Task to complete ->
Everything from the line containing "as [[158, 199]]." to the last line of the listing below, inclusive, is what you should output, exactly as it appears.
[[ Data, beginning ]]
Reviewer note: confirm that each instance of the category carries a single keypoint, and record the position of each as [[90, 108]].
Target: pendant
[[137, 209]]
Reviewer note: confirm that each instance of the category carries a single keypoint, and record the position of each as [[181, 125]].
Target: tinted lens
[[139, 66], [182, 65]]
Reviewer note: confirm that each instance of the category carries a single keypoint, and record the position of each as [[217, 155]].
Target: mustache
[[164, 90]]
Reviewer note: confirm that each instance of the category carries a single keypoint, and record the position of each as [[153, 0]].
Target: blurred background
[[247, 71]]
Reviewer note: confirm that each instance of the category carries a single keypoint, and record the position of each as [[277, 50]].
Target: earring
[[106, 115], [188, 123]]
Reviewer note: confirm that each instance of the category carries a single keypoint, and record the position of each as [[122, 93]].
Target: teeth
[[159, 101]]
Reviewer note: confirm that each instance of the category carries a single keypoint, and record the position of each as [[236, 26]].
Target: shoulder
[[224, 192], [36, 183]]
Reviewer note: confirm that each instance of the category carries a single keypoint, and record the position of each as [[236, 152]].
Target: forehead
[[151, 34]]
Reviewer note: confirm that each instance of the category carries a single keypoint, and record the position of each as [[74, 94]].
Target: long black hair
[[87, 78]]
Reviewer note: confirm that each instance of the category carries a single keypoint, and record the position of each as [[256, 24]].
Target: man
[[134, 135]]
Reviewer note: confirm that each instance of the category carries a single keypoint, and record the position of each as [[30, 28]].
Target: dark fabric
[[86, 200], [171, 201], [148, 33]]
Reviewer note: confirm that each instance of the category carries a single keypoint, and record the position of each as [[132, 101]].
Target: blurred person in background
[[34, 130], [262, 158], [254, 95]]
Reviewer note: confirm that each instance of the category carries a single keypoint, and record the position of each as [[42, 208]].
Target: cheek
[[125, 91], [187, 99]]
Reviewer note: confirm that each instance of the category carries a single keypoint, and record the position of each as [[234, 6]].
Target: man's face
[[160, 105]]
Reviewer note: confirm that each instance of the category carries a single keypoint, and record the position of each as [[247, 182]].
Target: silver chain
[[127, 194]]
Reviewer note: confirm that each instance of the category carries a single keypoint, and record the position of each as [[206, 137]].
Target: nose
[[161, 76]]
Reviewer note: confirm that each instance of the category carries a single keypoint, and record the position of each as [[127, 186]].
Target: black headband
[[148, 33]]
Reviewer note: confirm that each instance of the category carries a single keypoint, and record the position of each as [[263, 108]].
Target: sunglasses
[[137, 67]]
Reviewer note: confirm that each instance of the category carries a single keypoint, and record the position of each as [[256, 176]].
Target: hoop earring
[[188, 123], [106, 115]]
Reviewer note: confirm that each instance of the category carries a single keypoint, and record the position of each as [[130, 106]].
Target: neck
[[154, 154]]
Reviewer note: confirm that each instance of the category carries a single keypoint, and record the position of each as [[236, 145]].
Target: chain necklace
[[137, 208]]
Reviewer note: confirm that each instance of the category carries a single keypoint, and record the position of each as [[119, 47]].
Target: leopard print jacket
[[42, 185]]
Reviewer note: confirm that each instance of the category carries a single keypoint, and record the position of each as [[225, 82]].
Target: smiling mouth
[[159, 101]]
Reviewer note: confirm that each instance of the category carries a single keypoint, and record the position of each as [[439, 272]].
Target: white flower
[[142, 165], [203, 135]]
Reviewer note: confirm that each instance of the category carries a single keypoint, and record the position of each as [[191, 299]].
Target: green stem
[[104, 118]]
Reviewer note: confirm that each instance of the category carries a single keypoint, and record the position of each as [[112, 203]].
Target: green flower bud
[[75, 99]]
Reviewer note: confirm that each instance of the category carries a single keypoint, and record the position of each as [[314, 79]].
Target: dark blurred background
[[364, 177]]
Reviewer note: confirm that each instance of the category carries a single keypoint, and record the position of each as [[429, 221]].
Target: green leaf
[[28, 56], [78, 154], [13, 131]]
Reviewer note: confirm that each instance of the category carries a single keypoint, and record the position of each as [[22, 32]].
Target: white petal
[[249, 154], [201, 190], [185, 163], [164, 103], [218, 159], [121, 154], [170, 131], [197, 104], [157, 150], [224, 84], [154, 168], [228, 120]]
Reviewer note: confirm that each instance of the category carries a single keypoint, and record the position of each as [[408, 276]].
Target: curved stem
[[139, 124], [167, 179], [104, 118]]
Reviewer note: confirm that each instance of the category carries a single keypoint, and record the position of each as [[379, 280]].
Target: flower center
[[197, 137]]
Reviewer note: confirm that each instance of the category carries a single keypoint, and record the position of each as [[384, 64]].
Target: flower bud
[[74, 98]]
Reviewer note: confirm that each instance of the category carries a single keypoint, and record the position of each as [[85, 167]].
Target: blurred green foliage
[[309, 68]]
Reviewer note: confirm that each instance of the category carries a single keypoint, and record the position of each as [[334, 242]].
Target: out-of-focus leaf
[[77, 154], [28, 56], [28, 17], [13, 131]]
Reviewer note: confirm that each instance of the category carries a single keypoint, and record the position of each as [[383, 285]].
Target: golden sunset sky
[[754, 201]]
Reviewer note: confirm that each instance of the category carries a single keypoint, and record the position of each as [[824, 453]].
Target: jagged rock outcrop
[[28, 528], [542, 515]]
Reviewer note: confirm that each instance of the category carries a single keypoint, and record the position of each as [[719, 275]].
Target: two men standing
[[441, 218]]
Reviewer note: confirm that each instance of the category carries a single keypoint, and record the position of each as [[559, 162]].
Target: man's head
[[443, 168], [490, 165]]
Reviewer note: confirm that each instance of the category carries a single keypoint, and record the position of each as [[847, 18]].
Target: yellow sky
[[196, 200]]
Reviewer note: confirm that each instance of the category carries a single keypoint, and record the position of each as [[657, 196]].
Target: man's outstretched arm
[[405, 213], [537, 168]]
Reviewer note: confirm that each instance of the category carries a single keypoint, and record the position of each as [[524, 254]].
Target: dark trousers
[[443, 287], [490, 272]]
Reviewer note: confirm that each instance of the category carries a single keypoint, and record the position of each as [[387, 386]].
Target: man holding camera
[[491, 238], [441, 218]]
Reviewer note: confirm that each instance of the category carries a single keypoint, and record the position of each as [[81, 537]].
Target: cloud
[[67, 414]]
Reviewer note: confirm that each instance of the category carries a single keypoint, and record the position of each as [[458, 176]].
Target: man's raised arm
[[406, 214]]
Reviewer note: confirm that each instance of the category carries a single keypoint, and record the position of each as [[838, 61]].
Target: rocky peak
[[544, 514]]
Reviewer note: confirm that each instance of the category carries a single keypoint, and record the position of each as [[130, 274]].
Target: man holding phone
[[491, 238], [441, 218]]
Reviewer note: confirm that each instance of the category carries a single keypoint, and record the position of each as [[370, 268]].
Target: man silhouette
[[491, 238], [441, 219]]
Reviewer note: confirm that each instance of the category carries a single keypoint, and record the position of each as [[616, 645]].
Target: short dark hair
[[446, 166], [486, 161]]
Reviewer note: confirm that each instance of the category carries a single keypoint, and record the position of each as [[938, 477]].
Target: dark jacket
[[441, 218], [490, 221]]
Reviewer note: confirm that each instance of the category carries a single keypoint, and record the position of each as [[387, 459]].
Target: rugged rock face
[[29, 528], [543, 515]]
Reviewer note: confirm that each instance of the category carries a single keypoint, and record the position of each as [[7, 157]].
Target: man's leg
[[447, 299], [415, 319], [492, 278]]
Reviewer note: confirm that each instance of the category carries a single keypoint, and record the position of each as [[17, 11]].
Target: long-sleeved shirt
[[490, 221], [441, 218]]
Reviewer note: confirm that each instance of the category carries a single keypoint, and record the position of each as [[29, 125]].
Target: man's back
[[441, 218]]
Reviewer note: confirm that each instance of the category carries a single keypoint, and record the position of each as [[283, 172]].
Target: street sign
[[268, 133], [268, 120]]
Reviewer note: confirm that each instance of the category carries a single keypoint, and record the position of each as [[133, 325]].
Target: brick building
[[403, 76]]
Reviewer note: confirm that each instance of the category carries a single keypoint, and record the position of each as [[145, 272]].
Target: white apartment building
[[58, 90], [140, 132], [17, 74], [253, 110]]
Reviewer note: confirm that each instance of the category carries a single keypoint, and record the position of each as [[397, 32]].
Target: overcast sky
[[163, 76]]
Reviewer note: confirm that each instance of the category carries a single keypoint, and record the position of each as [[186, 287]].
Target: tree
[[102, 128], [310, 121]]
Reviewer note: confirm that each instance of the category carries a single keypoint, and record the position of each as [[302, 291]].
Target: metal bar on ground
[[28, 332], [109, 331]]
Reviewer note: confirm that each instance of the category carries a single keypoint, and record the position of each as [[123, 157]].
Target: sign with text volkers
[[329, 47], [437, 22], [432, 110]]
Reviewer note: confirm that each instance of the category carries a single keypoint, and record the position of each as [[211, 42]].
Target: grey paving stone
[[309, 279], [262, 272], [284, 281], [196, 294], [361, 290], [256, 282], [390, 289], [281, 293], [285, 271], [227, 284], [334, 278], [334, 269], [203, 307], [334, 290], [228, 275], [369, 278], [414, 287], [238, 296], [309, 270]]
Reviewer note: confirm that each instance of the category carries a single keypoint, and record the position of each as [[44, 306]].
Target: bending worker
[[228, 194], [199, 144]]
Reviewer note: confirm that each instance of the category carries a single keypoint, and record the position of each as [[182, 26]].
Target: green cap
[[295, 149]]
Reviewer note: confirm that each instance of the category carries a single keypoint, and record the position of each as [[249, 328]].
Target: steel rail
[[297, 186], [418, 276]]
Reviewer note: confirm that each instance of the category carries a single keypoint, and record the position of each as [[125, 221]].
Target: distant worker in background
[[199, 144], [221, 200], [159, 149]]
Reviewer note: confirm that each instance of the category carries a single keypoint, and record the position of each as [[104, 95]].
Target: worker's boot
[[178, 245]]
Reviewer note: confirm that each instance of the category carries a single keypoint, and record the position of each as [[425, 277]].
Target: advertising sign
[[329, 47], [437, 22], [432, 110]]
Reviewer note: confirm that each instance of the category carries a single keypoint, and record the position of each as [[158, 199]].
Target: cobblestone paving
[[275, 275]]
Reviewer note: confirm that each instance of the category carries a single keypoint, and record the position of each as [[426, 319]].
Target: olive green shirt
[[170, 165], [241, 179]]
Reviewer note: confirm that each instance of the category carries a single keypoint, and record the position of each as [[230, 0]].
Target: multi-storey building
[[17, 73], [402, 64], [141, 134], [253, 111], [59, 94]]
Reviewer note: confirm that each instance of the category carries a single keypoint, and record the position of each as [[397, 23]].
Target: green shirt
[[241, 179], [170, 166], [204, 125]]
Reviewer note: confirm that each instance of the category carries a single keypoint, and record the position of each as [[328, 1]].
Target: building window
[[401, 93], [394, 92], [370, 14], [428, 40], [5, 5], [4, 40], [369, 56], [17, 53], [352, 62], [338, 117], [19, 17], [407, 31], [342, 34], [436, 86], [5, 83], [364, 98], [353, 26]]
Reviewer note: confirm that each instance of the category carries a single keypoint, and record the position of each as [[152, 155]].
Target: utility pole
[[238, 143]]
[[ Data, end ]]
Written solution ->
Reviewer note: confirm that each instance of the category carries a single keypoint, and record the position of each as [[158, 199]].
Target: cobblestone paving
[[275, 275]]
Reviewer note: confirm that each instance of the category carries a single keypoint, and record the position of each as [[426, 319]].
Target: olive green shirt
[[170, 165], [241, 179]]
Reviewer note: confirm that each instance of the category carries a single keypoint, and record the position of each as [[230, 0]].
Target: multi-storey building
[[17, 73], [402, 64], [141, 134], [253, 111], [59, 94]]
Reviewer note: confirm that each instance of the category carries a single keypoint, and record the position of each as [[397, 23]].
Target: green shirt
[[241, 179], [170, 166], [204, 125]]
Reviewer note: confirm that each instance of the category carries a single keypoint, and record the position of each as [[328, 1]].
Target: building window
[[401, 93], [394, 92], [370, 14], [428, 40], [5, 5], [4, 40], [369, 56], [17, 53], [352, 62], [338, 117], [19, 17], [407, 31], [342, 34], [436, 86], [5, 83], [364, 98], [353, 26]]
Reviewer note: confirm that each instance of the category carries a single keypoint, and record the position of each as [[152, 155]].
Target: utility pole
[[238, 143]]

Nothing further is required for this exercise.